### WHAT TO DO
1. Rewrite the passage on sin between "Nate and I have" and "completely in him.", inclusive, swapping "restraint" for "self-control".
2. In the passage on sin, how does the pastor say we get over our sin?

### SOURCE PASSAGE
-------

That phrase, "Its desire is contrary for you," has always stuck to me like an autumn burr on a wool sweater.

There are so many things in our lives pressing us back, crouching at our doors, slinking in unforeseen gaps and spaces, taking up room, both invited and uninvited. Sin is not a passive agent, but if we are passive, it can rule over us. There are so many areas in my life where I am the passive agent regarding sin. I say something smartly but intended to get my point across: sin. I leave something unfinished in hopes someone else will notice and do it: sin. I cite needs and desires as my primary motivator: sin. I avoid dealing with my emotions, letting them build and bubble over: sin. Wherever I look, sin is crouching at my door. 

A pastor at our church once said, "We don't get over our sin by constantly looking at our sin, we get over it by looking at the work of Jesus on the cross." This sounds really good, but if we don't make the cross both deeply personal and deeply practical, it can be difficult to see the ramifications of the work of Jesus in all the small places where sin reigns supreme in our lives. We can apply the gospel to the Big Sins, but overlook its power over the "little foxes that ruin the vineyards" (SoS 2:15).

Nate and I have been talking about some work God did in us as singles and now as a married couple, ways we have recognized the power of sin to creep in and the ways it has ruled us (and still does in so many ways), and exercises we do to press back and bounce our eyes to the cross. These are not grand theological gestures, they are small things designed to teach us restraint, remind us to submit, to fear God, of the bounty of God, and of the joy found completely in him.

-------

### THE DATA

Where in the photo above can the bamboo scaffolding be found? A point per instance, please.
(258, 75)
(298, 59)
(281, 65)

-------

### ANSWERS BY ITEM
1.
Nate and I have been talking about some work God did in us as singles and now as a married couple, ways we have recognized the power of sin to creep in and the ways it has ruled us (and still does in so many ways), and exercises we do to press back and bounce our eyes to the cross. These are not grand theological gestures, they are small things designed to teach us self-control, remind us to submit, to fear God, of the bounty of God, and of the joy found completely in him.

2. By looking at the work of Jesus on the cross, not by constantly looking at our sin.